- _Work to complete_: Could you restate exactly the lines that begin at the line with "# coordinates come" and end at the final line of the data?

(Stored entries)
# # # # # # #

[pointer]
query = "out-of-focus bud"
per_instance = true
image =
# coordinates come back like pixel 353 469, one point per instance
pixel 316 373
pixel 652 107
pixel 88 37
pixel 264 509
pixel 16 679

# # # # # # #

- _Solution to the problem_:
# coordinates come back like pixel 353 469, one point per instance
pixel 316 373
pixel 652 107
pixel 88 37
pixel 264 509
pixel 16 679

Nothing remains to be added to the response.